引用段落 »
══════

MIT6.S081 ---- Lab Multithreading

Lab Multithreading

Uthread: switching between threads

本题为用户级线程系统设计上下文切换机制，并实现这个机制。uthread.c 含有大多数用户级线程包，以及一些简单的测试线程。需要完善线程包中的创建和切换相关代码。

提出一个创建线程和保存/恢复寄存器切换线程的方案，实现这个方案。
完成后，用 make grade 测试。

需要完善 user/thread.c 中的 thread_create() 和 user/thread_switch.S 中的 thread_schedule() 。
一个目标是：确保当 thread_schedule() 首次运行一个给定的线程，线程在自己的栈上执行传给 thread_create() 的函数。
另一个目标是：确保 thread_switch 保存被切换的线程的寄存器，恢复切换到的线程的寄存器，返回后一个线程的指令。
必须确定要保存/恢复哪些寄存器；修改 struct thread 保存寄存器是一个好的计划。
需要在 thread_schedule 中添加一个 thread_switch 调用；可以向 thread_switch 传递任何需要的参数，但目的是从线程 t 切换到线程 next_thread。

线程切换关键点在栈和寄存器的保存和恢复。

增加 context 结构体声明

struct context {
  uint64 ra;
  uint64 sp;

  // callee-saved
  uint64 s0;
  uint64 s1;
  uint64 s2;
  uint64 s3;
  uint64 s4;
  uint64 s5;
  uint64 s6;
  uint64 s7;
  uint64 s8;
  uint64 s9;
  uint64 s10;
  uint64 s11;
};

线程切换

thread_switch:
    sd ra, 0(a0)

══════

数据集中的条目 »
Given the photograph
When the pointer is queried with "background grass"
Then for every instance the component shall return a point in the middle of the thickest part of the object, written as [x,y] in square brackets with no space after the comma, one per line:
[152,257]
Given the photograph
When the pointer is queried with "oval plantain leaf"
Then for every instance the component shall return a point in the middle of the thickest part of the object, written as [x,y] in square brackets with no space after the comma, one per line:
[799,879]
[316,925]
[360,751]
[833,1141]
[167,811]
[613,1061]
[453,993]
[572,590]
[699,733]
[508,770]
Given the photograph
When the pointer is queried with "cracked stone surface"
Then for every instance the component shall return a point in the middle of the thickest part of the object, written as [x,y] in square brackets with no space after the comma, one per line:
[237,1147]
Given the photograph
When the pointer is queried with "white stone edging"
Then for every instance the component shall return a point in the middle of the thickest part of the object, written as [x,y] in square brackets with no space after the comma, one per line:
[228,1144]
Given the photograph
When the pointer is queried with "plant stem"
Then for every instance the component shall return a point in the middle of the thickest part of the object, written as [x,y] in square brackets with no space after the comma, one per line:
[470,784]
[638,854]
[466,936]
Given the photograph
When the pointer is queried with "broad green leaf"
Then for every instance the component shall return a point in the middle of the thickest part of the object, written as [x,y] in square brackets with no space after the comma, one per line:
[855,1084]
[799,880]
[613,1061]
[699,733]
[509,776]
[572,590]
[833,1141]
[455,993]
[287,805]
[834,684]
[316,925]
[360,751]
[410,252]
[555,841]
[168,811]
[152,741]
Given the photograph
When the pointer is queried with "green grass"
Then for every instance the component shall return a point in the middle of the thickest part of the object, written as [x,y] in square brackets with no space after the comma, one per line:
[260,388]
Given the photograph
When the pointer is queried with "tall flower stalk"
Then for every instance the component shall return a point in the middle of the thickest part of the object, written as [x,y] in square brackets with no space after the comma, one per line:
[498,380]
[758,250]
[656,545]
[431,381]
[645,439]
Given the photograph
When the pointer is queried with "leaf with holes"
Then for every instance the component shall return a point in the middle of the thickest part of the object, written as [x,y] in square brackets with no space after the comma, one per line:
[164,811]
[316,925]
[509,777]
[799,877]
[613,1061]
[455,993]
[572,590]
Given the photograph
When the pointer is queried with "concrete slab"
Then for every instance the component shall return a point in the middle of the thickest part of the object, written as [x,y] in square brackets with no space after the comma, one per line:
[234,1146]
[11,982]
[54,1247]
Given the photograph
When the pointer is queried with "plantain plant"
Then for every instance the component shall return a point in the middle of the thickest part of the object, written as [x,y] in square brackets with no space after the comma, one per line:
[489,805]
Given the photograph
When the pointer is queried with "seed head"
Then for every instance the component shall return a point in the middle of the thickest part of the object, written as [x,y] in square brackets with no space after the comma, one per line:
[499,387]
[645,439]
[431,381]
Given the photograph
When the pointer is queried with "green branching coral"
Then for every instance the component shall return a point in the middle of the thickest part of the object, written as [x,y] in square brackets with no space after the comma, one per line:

══════

练习目标 »
请从最后一行之后续写这段讲用户级线程切换的文字。

任务输出 »
    sd sp, 8(a0)
    sd s0, 16(a0)
    sd s1, 24(a0)
    sd s2, 32(a0)
    sd s3, 40(a0)
    sd s4, 48(a0)
    sd s5, 56(a0)
    sd s6, 64(a0)
    sd s7, 72(a0)
    sd s8, 80(a0)
    sd s9, 88(a0)
    sd s10, 96(a0)
    sd s11, 104(a0)

    ld ra, 0(a1)
    ld sp, 8(a1)
    ld s0, 16(a1)
    ld s1, 24(a1)
    ld s2, 32(a1)
    ld s3, 40(a1)
    ld s4, 48(a1)
    ld s5, 56(a1)
    ld s6, 64(a1)
    ld s7, 72(a1)
    ld s8, 80(a1)
    ld s9, 88(a1)
    ld s10, 96(a1)
    ld s11, 104(a1)
    ret    /* return to ra */

线程创建：设置 $ra 为切换后开始运行的指令地址。$sp 为栈地址。

t->context.ra = (uint64)func;
t->context.sp = (uint64)(t->stack + STACK_SIZE - 1);

这个实现用户级线程无法利用多核处理器，所有线程理论上只能在一个核心上交替运行。对应关系是多个用户级线程对应一个内核级线程。

Using threads

本实验将使用 hash table 探索线程和锁的并行编程。需要在真正的 Linux 或 MacOS 多核计算机（不是 xv6，不是 qemu）上完成这个实验。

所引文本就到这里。